- [TEXT SEGMENT]
— Begin —

Illustration: Noura Andrea Nassar
Episode Three: Al Maarri
The blind Arab poet, philosopher and writer Al Maarri (973-1057) was a vegan before it was cool. An outlier, he held other unorthodox views for his time: he was irreligious, a rationalist and a pessimist. His poems are at once beautifully lyrical and philosophically profound. Testimony to the universal appeal of his work, his influence spans continents: a translated copy of his poetry was found in Franz Kafka’s library, and he was one of Khalil Gibran’s dearest poets.
About the presenter
Kamel Saeed was born in Baghdad in 1997 and was educated there until the age of 9, when his family fled war in 2006. After arriving in the UK, he learned English and completed his primary and secondary education. He went on to study English Literature, graduating in 2018. Since then, he has interned at English Heritage and The Collection Museum, Lincoln, and has been consulted on diversity and inclusion within the cultural sector. What Happened in Baghdad evolved out of independent research he has undertaken into early Islamic civilisation and draws on his own Iraqi and Arab heritage.

— End —

- [STATED EXERCISE 1] Duplicate the stretch of the Al Maarri episode text from "About the presenter" through "and Arab heritage.".
- [STATED EXERCISE 2] Pick up the Al Maarri episode text after its last sentence and keep writing.

- [DATASET]
— Begin —

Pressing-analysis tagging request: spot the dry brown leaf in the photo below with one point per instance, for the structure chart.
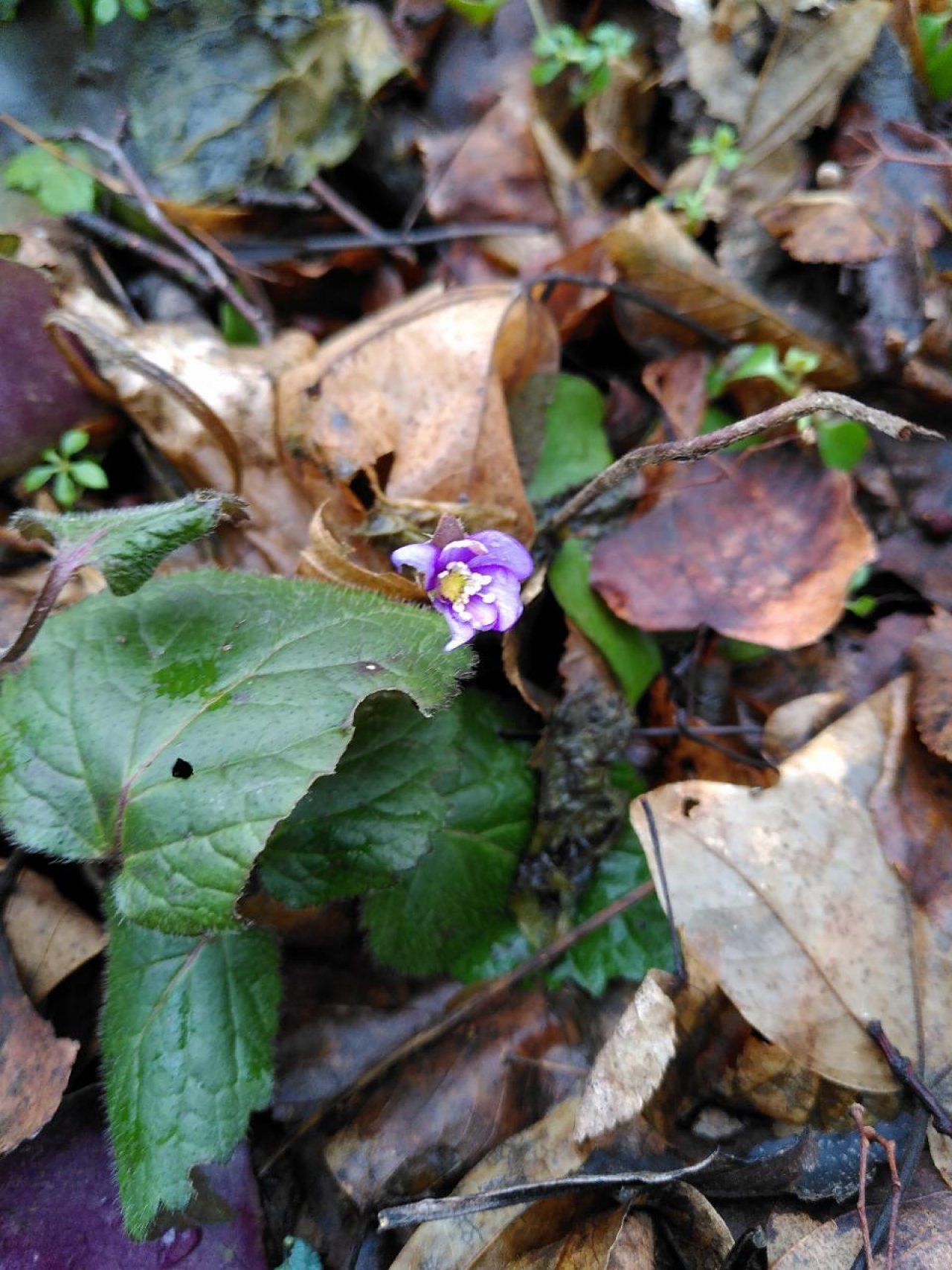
(652, 251)
(48, 936)
(826, 228)
(239, 385)
(761, 548)
(34, 1063)
(425, 381)
(786, 896)
(327, 559)
(490, 1241)
(630, 1067)
(932, 657)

— End —

- [FINAL RESULT 1]
About the presenter
Kamel Saeed was born in Baghdad in 1997 and was educated there until the age of 9, when his family fled war in 2006. After arriving in the UK, he learned English and completed his primary and secondary education. He went on to study English Literature, graduating in 2018. Since then, he has interned at English Heritage and The Collection Museum, Lincoln, and has been consulted on diversity and inclusion within the cultural sector. What Happened in Baghdad evolved out of independent research he has undertaken into early Islamic civilisation and draws on his own Iraqi and Arab heritage.

- [FINAL RESULT 2]
About the guests
Hanouf Al-Alawi works at the British Museum leading a national programme that co-curates youth cultural projects. Before joining the British Museum, she worked at the Natural History Museum as a Learning Volunteer Engagement Manager, recruiting and training diverse volunteers who deliver engaging and inspiring object-based learning to children, youth, and adults. Prior to this, she worked at Kew Gardens as an Education Officer, managing a pioneering project that co-curated with pupils and their families, school museums that represented the pupils cultural diversity. Before moving to the UK, she worked in the Middle East developing and delivering pioneering projects that improved access to and quality of education for children and youth.
James E. Montgomery is Sir Thomas Adams’s Professor of Arabic, Fellow of Trinity Hall, at the University of Cambridge, and an Executive Editor of the Library of Arabic Literature. His latest publications are Loss Sings (2018), a collaboration with the Scottish artist Alison Watt, ‘Antarah ibn Shaddād: War Songs (2018) – and a translation – with Sophia Vasalou, and The Philosopher Responds: An Intellectual Correspondence from the Tenth Century (2021). His translation of Ibn al-Muqaffa’s Kalīlah and Dimnah: Fables of Virtue and Vice, with Michael Fishbein, will be published this autumn.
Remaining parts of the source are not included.